= Beginning of Section =

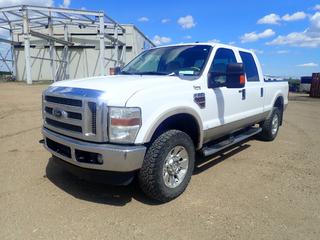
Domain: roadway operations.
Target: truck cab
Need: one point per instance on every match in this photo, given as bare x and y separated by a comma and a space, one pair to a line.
164, 106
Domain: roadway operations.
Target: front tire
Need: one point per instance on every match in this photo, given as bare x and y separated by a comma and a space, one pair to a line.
168, 166
270, 127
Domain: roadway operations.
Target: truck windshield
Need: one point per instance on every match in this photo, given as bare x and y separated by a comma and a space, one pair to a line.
176, 60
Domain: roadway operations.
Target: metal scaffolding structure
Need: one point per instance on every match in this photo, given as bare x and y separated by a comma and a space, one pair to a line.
40, 22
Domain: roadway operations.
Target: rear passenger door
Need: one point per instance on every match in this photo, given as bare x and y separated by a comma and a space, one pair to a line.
253, 89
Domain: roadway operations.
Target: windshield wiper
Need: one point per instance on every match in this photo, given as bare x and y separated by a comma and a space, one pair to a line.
151, 73
126, 73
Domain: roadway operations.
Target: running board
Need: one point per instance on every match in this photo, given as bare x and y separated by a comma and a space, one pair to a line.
234, 139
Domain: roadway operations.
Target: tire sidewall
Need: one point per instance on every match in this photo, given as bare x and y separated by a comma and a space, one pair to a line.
180, 139
275, 112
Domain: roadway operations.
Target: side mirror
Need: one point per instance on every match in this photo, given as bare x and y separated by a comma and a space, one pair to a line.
235, 76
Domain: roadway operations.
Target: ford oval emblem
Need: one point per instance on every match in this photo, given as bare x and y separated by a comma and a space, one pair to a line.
58, 113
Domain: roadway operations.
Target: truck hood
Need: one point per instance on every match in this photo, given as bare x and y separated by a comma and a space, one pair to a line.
119, 88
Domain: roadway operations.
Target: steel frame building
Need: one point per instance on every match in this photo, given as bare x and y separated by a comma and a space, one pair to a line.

= End of Section =

AIM OF THE EXERCISE: Copy all the lines from the data above that hold the word "windshield".

YOUR SOLUTION:
Target: truck windshield
Target: windshield wiper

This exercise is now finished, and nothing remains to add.